Given request
Turn the entries below into a numbered list, leaving out any blank lines.

☆ ☆ ☆ ☆

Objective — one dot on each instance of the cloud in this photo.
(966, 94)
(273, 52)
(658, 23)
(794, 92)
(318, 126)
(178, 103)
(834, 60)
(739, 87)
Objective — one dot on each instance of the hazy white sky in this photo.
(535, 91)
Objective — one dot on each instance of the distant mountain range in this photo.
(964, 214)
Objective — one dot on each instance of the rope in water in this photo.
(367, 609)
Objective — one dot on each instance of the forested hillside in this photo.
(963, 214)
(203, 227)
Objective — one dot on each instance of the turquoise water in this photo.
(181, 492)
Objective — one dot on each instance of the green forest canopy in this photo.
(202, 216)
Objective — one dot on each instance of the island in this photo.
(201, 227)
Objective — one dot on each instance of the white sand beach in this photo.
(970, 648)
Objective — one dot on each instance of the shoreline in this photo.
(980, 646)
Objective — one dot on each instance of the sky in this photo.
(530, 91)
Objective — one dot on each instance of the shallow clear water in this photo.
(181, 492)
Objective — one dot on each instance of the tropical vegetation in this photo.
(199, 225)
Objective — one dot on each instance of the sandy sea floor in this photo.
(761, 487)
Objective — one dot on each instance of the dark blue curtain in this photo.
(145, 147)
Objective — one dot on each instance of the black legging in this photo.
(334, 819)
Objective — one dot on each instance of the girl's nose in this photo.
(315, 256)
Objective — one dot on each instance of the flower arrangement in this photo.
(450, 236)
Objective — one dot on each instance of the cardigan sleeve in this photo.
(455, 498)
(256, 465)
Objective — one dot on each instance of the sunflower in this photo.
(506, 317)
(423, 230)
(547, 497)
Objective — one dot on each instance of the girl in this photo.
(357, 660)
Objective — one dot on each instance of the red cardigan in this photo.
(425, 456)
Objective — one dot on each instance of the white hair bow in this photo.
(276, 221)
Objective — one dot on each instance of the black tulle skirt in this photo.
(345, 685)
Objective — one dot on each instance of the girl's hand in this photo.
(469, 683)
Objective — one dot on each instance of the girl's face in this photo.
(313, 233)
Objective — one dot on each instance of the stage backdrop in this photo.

☆ ☆ ☆ ☆

Solution for this task
1. Objective — one dot on each instance of the cloud in this photo.
2. (966, 94)
3. (273, 52)
4. (658, 23)
5. (794, 92)
6. (318, 126)
7. (178, 103)
8. (834, 60)
9. (739, 87)
10. Objective — one dot on each instance of the hazy white sky in this photo.
11. (535, 91)
12. Objective — one dot on each instance of the distant mountain range in this photo.
13. (964, 214)
14. Objective — one dot on each instance of the rope in water in this photo.
15. (367, 609)
16. Objective — one dot on each instance of the forested hillside in this photo.
17. (963, 214)
18. (203, 227)
19. Objective — one dot on each instance of the turquoise water in this photo.
20. (181, 492)
21. Objective — one dot on each instance of the green forest canopy in this photo.
22. (202, 216)
23. Objective — one dot on each instance of the island in this photo.
24. (201, 227)
25. Objective — one dot on each instance of the white sand beach in this photo.
26. (970, 648)
27. Objective — one dot on each instance of the shoreline in this photo.
28. (980, 646)
29. Objective — one dot on each instance of the sky in this photo.
30. (530, 91)
31. Objective — one dot on each instance of the shallow clear water in this photo.
32. (181, 492)
33. Objective — one dot on each instance of the tropical vegetation in this photo.
34. (199, 225)
35. Objective — one dot on each instance of the sandy sea floor in this photo.
36. (761, 487)
37. Objective — one dot on each instance of the dark blue curtain in this photo.
38. (145, 147)
39. Objective — one dot on each instance of the black legging in this photo.
40. (334, 819)
41. Objective — one dot on each instance of the girl's nose in this photo.
42. (315, 256)
43. Objective — one dot on each instance of the flower arrangement in this photo.
44. (450, 236)
45. Objective — one dot on each instance of the cardigan sleeve in this photo.
46. (455, 498)
47. (256, 465)
48. Objective — one dot on each instance of the sunflower in this photo.
49. (506, 317)
50. (423, 230)
51. (547, 497)
52. Objective — one dot on each instance of the girl in this photo.
53. (357, 660)
54. Objective — one dot on each instance of the red cardigan in this photo.
55. (425, 456)
56. Objective — one dot on each instance of the white hair bow in this photo.
57. (276, 221)
58. Objective — one dot on each instance of the black tulle skirt in this photo.
59. (345, 685)
60. Objective — one dot on each instance of the girl's hand in this photo.
61. (469, 683)
62. Objective — one dot on each instance of the girl's face in this photo.
63. (313, 233)
64. Objective — one dot on each instance of the stage backdrop in this photo.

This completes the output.